(Dataset items)
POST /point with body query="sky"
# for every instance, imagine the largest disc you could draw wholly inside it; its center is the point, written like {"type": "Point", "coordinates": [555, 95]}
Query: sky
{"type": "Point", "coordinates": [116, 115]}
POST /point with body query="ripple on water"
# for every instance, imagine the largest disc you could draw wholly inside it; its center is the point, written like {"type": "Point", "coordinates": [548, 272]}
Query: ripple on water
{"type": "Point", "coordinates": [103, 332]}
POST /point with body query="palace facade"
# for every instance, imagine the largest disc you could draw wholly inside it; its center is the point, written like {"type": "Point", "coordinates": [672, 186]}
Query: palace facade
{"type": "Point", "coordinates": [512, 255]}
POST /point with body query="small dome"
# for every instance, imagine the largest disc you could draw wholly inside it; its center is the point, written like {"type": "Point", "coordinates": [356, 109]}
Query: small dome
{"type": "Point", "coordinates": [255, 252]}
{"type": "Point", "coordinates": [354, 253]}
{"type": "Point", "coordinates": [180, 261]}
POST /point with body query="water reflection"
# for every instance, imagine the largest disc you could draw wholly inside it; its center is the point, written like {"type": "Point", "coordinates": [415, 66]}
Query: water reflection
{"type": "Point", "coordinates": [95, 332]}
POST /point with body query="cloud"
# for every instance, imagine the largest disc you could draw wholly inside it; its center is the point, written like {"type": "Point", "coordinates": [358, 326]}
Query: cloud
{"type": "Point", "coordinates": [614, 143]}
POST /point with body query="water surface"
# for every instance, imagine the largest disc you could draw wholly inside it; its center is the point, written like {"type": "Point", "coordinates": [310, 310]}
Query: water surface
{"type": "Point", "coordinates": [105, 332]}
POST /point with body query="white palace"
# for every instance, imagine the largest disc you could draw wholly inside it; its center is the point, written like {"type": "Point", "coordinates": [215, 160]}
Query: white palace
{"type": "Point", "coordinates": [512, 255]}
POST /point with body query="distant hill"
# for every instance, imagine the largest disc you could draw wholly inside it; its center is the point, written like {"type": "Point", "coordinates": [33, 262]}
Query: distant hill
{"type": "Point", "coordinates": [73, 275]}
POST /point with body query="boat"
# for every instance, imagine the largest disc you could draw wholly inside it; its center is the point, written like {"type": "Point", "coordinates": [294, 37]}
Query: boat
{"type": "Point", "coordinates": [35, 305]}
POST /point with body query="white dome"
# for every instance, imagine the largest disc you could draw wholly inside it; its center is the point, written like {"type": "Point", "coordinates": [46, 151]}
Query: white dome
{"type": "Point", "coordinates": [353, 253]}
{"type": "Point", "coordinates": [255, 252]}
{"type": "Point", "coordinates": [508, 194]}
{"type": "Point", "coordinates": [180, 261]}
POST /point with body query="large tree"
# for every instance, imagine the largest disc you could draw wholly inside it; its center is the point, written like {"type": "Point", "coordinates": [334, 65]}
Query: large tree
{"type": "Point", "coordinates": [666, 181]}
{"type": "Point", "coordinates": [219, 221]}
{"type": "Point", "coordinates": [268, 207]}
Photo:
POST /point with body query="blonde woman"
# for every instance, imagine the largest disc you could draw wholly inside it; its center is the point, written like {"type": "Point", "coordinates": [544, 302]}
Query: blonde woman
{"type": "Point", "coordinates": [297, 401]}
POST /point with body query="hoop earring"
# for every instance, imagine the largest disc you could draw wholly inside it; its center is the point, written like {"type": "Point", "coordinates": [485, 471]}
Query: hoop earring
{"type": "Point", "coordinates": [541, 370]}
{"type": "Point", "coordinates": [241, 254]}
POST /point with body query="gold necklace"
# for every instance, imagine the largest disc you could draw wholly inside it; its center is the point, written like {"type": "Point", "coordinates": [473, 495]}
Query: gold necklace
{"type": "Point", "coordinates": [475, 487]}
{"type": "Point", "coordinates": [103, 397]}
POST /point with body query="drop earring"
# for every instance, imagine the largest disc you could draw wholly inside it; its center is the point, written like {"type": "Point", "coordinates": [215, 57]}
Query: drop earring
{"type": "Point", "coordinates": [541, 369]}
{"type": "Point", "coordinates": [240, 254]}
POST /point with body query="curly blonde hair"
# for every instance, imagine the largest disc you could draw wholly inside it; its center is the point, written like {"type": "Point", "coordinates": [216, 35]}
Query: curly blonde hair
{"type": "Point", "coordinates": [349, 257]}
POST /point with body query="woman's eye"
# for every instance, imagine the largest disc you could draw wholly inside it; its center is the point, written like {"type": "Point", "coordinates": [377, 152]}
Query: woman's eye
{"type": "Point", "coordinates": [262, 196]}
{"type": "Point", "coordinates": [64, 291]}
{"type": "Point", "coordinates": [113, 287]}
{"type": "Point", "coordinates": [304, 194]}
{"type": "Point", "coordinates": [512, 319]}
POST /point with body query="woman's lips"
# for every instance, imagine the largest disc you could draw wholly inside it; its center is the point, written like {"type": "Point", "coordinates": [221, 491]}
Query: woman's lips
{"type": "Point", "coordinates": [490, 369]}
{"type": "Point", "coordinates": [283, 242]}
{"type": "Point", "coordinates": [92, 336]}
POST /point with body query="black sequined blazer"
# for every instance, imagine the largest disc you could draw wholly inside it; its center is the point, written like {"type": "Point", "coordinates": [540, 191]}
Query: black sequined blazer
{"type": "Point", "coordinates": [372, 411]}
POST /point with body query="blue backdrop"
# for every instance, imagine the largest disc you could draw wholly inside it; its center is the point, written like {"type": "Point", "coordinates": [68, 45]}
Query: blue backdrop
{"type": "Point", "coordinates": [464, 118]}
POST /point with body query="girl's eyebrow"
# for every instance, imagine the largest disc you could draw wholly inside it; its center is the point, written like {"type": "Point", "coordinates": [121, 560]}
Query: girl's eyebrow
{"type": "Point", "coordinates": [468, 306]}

* OBJECTIVE *
Retype the data in full and match it exactly.

* FINISHED EXERCISE *
POST /point with body query="sky"
# for every instance, imagine the largest disc you could draw wholly inside it; its center is the point, written like {"type": "Point", "coordinates": [555, 95]}
Query: sky
{"type": "Point", "coordinates": [116, 115]}
POST /point with body query="ripple on water"
# for every instance, imagine the largest disc you could draw wholly inside it; its center is the point, written like {"type": "Point", "coordinates": [548, 272]}
Query: ripple on water
{"type": "Point", "coordinates": [103, 332]}
POST /point with body query="palace facade"
# for every instance, imagine the largest disc you could draw wholly inside it; its center is the point, written like {"type": "Point", "coordinates": [672, 186]}
Query: palace facade
{"type": "Point", "coordinates": [512, 255]}
POST /point with body query="small dome"
# for every instance, imagine the largest disc you could draw wholly inside it; its center is the point, written like {"type": "Point", "coordinates": [356, 109]}
Query: small dome
{"type": "Point", "coordinates": [255, 252]}
{"type": "Point", "coordinates": [354, 253]}
{"type": "Point", "coordinates": [180, 261]}
POST /point with body query="water reflection"
# for every instance, imagine the largest disc you could draw wholly inside it; its center is the point, written like {"type": "Point", "coordinates": [415, 66]}
Query: water reflection
{"type": "Point", "coordinates": [95, 332]}
POST /point with body query="cloud"
# for every instance, imagine the largest disc you could draw wholly inside it; its center is the point, written like {"type": "Point", "coordinates": [358, 326]}
Query: cloud
{"type": "Point", "coordinates": [614, 143]}
POST /point with body query="water surface"
# for every instance, imagine the largest disc you could draw wholly inside it; its center is the point, written like {"type": "Point", "coordinates": [310, 310]}
Query: water surface
{"type": "Point", "coordinates": [105, 332]}
POST /point with body query="white palace"
# for every instance, imagine the largest disc you could draw wholly inside it; its center is the point, written like {"type": "Point", "coordinates": [215, 160]}
Query: white palace
{"type": "Point", "coordinates": [512, 255]}
POST /point with body query="distant hill"
# for every instance, imagine the largest disc you could draw wholly inside it; its center is the point, written like {"type": "Point", "coordinates": [33, 262]}
Query: distant hill
{"type": "Point", "coordinates": [73, 275]}
POST /point with body query="boat"
# for every instance, imagine the largest disc you could draw wholly inside it; its center is the point, written like {"type": "Point", "coordinates": [294, 37]}
Query: boat
{"type": "Point", "coordinates": [35, 305]}
POST /point with body query="white dome"
# for every instance, imagine the largest disc you could draw wholly inside it; its center is the point, written like {"type": "Point", "coordinates": [46, 151]}
Query: white dome
{"type": "Point", "coordinates": [353, 253]}
{"type": "Point", "coordinates": [255, 252]}
{"type": "Point", "coordinates": [508, 194]}
{"type": "Point", "coordinates": [180, 261]}
POST /point with body query="large tree"
# for every instance, imagine the largest disc you could draw wholly inside it; its center is the point, written like {"type": "Point", "coordinates": [334, 65]}
Query: large tree
{"type": "Point", "coordinates": [666, 181]}
{"type": "Point", "coordinates": [219, 221]}
{"type": "Point", "coordinates": [268, 207]}
Photo:
POST /point with body query="blonde woman"
# for every instance, imagine the largest disc you could draw wholly inside it; its center is the point, written like {"type": "Point", "coordinates": [544, 302]}
Query: blonde woman
{"type": "Point", "coordinates": [297, 401]}
POST /point with body query="hoop earring"
# for every instance, imagine the largest disc you could draw wholly inside it; its center is the point, written like {"type": "Point", "coordinates": [485, 471]}
Query: hoop earring
{"type": "Point", "coordinates": [541, 370]}
{"type": "Point", "coordinates": [241, 254]}
POST /point with body query="gold necklace"
# for every instance, imagine the largest disc you could draw wholly inside it; its center is the point, written like {"type": "Point", "coordinates": [473, 495]}
Query: gold necklace
{"type": "Point", "coordinates": [475, 487]}
{"type": "Point", "coordinates": [103, 397]}
POST /point with body query="drop earring"
# for every instance, imagine the largest disc you could draw wholly inside it; its center is the point, written like {"type": "Point", "coordinates": [215, 57]}
Query: drop earring
{"type": "Point", "coordinates": [541, 369]}
{"type": "Point", "coordinates": [240, 254]}
POST /point with body query="curly blonde hair"
# for every instance, imagine the largest disc you could draw wholly inside it; its center is the point, written like {"type": "Point", "coordinates": [216, 35]}
Query: curly blonde hair
{"type": "Point", "coordinates": [349, 257]}
POST /point with body query="woman's eye"
# for every instance, imagine the largest disc you could draw wholly inside it; its center is the point, written like {"type": "Point", "coordinates": [377, 152]}
Query: woman's eye
{"type": "Point", "coordinates": [262, 196]}
{"type": "Point", "coordinates": [64, 291]}
{"type": "Point", "coordinates": [113, 287]}
{"type": "Point", "coordinates": [304, 194]}
{"type": "Point", "coordinates": [512, 319]}
POST /point with body query="woman's lips"
# for every instance, imagine the largest disc you could draw wholly inside it; its center is the point, written like {"type": "Point", "coordinates": [221, 491]}
Query: woman's lips
{"type": "Point", "coordinates": [490, 369]}
{"type": "Point", "coordinates": [283, 242]}
{"type": "Point", "coordinates": [92, 336]}
POST /point with body query="black sequined blazer"
# for every instance, imagine the largest disc you could draw wholly inside it; its center is the point, written like {"type": "Point", "coordinates": [540, 191]}
Query: black sequined blazer
{"type": "Point", "coordinates": [372, 411]}
POST /point with body query="blue backdrop"
# for every instance, imagine the largest disc you could draw wholly inside it; its center is the point, written like {"type": "Point", "coordinates": [68, 45]}
Query: blue backdrop
{"type": "Point", "coordinates": [464, 118]}
POST /point with body query="girl's eyebrow"
# for every instance, imagine the largest disc you could draw wholly inside it; its center is the point, written like {"type": "Point", "coordinates": [121, 560]}
Query: girl's eyebrow
{"type": "Point", "coordinates": [468, 306]}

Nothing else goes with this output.